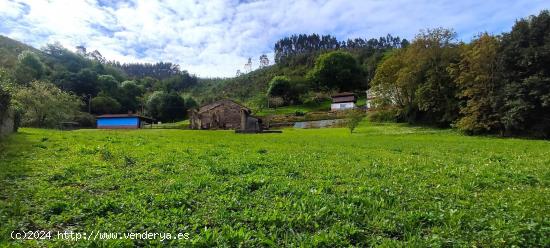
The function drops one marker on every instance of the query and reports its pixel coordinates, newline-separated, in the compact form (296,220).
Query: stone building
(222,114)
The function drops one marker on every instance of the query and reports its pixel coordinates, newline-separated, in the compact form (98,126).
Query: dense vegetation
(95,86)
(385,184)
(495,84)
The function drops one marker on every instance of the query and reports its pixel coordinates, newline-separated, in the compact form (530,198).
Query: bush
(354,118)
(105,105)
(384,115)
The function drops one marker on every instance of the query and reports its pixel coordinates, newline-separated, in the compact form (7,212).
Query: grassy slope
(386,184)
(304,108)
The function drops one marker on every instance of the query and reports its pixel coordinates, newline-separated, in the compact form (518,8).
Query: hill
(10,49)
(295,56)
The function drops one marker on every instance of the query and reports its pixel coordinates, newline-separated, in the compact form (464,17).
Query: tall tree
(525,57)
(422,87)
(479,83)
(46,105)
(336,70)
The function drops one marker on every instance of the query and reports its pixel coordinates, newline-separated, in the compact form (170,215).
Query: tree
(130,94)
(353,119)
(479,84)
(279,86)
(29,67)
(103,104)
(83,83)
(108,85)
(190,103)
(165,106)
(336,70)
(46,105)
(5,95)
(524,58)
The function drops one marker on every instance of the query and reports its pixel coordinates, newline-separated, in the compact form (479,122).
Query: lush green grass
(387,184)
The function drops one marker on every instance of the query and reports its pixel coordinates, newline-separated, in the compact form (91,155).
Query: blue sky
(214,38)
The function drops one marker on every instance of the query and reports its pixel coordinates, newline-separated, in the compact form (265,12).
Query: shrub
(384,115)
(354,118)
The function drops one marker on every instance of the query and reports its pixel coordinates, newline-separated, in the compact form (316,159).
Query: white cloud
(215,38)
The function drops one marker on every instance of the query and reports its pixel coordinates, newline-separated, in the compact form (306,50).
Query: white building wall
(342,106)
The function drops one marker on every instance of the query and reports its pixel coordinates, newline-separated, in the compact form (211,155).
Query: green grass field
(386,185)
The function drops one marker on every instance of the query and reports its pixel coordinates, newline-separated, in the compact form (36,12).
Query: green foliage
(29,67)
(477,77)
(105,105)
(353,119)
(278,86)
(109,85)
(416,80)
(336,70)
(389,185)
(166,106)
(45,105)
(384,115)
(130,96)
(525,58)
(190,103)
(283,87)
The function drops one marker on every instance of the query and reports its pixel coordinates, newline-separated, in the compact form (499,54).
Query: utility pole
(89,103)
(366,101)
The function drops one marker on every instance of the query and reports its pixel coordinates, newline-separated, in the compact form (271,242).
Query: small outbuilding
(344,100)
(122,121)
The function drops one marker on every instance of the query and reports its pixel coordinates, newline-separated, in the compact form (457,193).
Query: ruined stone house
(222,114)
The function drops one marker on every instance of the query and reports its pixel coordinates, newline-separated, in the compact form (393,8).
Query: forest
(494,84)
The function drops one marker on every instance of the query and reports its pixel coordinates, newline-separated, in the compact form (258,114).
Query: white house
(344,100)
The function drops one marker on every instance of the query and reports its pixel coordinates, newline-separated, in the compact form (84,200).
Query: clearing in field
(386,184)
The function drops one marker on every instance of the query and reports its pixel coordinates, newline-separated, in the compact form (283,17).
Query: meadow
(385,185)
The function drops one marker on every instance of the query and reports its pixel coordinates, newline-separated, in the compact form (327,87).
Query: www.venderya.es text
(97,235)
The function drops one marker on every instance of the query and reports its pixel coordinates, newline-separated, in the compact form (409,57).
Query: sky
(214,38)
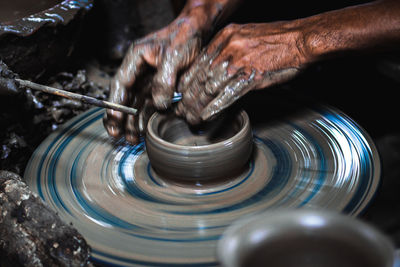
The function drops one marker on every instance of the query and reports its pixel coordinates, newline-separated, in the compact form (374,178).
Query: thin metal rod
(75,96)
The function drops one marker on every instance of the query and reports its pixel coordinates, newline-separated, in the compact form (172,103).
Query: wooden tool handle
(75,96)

══════

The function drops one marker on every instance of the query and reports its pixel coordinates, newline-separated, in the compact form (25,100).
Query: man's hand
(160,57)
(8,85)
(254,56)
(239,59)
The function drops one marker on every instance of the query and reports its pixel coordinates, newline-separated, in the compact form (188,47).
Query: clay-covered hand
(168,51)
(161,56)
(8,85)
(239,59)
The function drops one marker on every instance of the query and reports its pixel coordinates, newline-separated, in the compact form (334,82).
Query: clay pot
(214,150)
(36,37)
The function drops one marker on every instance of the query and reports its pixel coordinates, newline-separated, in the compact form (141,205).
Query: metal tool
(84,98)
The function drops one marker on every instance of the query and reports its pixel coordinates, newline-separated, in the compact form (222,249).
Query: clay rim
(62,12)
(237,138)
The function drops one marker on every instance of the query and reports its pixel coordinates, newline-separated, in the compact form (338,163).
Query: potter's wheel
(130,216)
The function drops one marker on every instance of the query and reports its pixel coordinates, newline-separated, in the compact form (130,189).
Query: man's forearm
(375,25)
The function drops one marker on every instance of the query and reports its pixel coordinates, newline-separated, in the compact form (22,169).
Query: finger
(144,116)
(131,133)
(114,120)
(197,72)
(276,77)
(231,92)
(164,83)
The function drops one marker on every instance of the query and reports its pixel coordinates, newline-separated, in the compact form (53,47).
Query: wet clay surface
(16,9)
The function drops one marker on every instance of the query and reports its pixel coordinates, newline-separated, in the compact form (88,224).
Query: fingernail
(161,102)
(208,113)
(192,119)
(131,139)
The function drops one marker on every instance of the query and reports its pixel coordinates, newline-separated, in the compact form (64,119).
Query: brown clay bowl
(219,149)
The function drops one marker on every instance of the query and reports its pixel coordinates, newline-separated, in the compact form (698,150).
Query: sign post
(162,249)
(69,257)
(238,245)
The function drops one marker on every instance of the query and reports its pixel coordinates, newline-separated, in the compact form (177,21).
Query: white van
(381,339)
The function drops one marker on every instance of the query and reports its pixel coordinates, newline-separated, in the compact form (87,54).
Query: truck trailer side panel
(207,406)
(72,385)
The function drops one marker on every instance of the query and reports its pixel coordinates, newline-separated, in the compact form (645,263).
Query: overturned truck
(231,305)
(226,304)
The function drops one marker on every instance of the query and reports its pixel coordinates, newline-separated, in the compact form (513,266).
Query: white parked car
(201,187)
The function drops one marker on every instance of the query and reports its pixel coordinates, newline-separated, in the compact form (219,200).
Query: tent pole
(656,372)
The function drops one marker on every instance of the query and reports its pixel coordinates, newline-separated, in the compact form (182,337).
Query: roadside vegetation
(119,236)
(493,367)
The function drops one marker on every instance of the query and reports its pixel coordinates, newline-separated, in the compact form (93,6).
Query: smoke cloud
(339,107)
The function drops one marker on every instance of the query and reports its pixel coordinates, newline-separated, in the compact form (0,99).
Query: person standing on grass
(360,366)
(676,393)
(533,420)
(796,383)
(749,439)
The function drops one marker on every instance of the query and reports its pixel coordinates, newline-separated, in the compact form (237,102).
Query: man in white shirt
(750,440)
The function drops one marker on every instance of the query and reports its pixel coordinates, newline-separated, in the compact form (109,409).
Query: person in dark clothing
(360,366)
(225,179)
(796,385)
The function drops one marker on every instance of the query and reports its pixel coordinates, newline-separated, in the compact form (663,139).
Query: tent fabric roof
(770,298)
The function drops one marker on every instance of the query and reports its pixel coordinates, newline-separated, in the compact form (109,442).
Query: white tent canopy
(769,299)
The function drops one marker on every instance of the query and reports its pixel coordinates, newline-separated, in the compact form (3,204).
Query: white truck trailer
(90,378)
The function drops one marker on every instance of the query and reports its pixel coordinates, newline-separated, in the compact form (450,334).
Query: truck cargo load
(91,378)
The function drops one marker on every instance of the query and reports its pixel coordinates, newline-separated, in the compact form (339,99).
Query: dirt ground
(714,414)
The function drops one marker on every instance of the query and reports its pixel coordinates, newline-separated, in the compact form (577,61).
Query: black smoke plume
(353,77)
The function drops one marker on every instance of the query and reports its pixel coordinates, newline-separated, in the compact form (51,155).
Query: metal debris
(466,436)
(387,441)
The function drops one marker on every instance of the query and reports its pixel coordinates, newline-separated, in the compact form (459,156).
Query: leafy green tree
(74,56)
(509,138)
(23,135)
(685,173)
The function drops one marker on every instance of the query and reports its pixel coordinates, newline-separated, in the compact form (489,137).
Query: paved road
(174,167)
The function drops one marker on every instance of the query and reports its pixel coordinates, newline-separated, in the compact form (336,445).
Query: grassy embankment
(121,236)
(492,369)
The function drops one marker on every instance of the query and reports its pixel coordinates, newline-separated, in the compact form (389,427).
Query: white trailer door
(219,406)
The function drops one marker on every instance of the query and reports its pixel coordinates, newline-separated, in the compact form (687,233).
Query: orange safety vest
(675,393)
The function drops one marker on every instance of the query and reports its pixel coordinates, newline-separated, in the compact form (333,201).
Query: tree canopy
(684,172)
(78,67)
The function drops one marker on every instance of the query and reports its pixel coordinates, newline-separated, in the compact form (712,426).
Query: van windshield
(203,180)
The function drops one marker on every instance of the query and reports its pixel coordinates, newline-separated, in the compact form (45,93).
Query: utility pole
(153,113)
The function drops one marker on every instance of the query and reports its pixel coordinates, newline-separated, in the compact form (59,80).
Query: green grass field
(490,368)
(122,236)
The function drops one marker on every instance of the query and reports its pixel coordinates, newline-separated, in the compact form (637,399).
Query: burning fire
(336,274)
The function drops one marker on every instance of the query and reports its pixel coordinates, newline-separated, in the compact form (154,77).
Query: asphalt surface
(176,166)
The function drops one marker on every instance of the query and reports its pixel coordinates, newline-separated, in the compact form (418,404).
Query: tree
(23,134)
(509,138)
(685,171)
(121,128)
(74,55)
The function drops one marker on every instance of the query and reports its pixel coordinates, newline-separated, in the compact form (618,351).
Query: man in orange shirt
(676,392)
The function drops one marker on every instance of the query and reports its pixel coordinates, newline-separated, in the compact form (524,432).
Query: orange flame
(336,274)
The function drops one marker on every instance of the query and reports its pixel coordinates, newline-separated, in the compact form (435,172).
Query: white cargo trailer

══════

#### [Description of the task]
Turn the lines above, from the line with "compact form (524,432)." to the line with "Query: white cargo trailer", into a numbered list, skipping any blank lines.

#### [Reply]
1. The function drops one marker on every instance of the query and reports its pixel coordinates, newline-separated, in the compact form (524,432).
2. Query: orange flame
3. (336,274)
4. The function drops one marker on every instance of the query and reports its pixel coordinates, newline-separated, in the compact form (435,172).
5. Query: white cargo trailer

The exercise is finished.